Begin Page excerpt

HGMC will be performing Dec. 9, 10 and 11 at St. Andrew’s United Church on Coburg Road in Halifax. Ticket prices are reduced for seniors and youth. 

“Everybody is very excited to get up and perform again in front of an audience. There’s nothing like performing in front of an audience,” says Cross.

HGMC started in 2018 and Cross says they only expected 20 people at most to sign up, but to his surprise, he had triple that number interested.

Now, they have about 55 people that will be performing in their December concerts. Cross says they already have people waiting to sign up for the chorus in the new year, and it’s been special to see the chorus grow over the years.

‘A really good mix’

“It’s a really good mix. There are guys there who are retired, and then there’s some younger guys who are just starting up their careers,” says Cross. “It spans right through all ages. So that’s been one of the really exciting things for us.”

End Page excerpt
Begin Raw records

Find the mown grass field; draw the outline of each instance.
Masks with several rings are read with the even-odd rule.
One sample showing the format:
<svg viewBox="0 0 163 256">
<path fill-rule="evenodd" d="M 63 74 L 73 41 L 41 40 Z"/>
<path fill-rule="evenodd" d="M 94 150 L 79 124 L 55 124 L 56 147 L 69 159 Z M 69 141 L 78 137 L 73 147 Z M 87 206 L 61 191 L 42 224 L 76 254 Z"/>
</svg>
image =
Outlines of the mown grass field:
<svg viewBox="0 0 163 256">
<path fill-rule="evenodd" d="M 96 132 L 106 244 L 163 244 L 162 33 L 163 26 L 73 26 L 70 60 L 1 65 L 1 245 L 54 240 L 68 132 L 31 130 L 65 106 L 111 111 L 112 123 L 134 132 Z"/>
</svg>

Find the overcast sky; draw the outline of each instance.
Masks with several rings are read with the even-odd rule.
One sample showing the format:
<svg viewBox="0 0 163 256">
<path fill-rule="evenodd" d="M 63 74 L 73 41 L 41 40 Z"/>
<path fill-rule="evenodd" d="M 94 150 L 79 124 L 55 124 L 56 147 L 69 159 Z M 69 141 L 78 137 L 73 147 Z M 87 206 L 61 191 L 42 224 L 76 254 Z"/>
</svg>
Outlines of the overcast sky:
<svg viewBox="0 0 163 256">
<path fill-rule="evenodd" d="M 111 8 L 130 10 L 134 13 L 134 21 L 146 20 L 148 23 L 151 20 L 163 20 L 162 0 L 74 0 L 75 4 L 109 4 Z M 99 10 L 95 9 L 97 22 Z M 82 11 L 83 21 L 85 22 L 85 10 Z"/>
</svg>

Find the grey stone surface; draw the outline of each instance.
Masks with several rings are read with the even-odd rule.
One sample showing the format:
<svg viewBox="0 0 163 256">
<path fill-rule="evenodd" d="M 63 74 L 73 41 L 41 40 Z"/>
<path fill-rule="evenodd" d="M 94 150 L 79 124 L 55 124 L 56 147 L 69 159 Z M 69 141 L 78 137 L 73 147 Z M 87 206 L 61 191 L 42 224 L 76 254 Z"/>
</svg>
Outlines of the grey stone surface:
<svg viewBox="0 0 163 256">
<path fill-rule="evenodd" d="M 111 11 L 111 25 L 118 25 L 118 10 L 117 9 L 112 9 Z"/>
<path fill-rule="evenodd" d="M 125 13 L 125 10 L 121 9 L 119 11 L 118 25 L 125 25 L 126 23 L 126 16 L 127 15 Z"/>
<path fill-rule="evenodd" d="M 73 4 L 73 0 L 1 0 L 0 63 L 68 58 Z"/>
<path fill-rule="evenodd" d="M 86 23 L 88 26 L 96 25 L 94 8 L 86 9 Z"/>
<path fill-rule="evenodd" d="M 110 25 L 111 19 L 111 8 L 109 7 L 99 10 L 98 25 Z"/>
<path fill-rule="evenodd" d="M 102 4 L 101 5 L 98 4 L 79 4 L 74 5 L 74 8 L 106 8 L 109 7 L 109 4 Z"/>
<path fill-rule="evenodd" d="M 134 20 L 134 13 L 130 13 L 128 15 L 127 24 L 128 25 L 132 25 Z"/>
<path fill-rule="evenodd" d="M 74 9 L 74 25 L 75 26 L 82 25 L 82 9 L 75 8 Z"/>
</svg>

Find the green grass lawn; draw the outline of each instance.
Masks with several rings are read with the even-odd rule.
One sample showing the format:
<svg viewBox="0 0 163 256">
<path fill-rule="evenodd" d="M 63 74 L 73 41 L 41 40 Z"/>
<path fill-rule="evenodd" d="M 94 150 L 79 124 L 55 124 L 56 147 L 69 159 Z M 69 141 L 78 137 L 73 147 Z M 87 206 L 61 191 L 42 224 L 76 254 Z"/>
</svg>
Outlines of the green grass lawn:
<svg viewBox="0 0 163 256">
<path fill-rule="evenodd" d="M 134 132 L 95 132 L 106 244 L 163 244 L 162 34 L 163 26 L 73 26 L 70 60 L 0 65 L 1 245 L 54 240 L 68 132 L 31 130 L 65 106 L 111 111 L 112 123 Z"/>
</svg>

End Raw records

▸ **Tasks and exercises**
A. According to the chorus article, where will HGMC perform in December?
B. Reproduce the passage of the chorus article starting at "HGMC will be" and ending at "that number interested.".
C. Write what comes next in the chorus article, picking up after its final sentence.

▸ **Per-task outputs**
A. At St. Andrew’s United Church on Coburg Road in Halifax.

B.
HGMC will be performing Dec. 9, 10 and 11 at St. Andrew’s United Church on Coburg Road in Halifax. Ticket prices are reduced for seniors and youth. 

“Everybody is very excited to get up and perform again in front of an audience. There’s nothing like performing in front of an audience,” says Cross.

HGMC started in 2018 and Cross says they only expected 20 people at most to sign up, but to his surprise, he had triple that number interested.

C.
Adam Reid, the executive director of Halifax Pride, says it’s good to see the queer art community flourish.

“It’s great that queer groups and individuals are taking up space like this, creating space with inside institutions that maybe you know, could use some education and deep reflection on their practices.”

St. Andrew’s Church has been an ally to LGBTQ people since 2017, and they say they couldn’t be happier to not only be the venue for HGMC’s comeback concert but to have a relationship with them.

“We are a welcoming and open community, and we fly the Pride flag with pride,” says Kevin Parks, the minister of music at St. Andrew’s Church. “We just have to open our hearts to things that we don’t necessarily understand and examine why we hold the beliefs that we hold. We fully embrace and welcome everyone here at St. Andrew’s.”

Susan Chisholm, minister at St. Andrew’s United, says some church people could learn a lot from the queer community. (Anjuli Patil/CBC)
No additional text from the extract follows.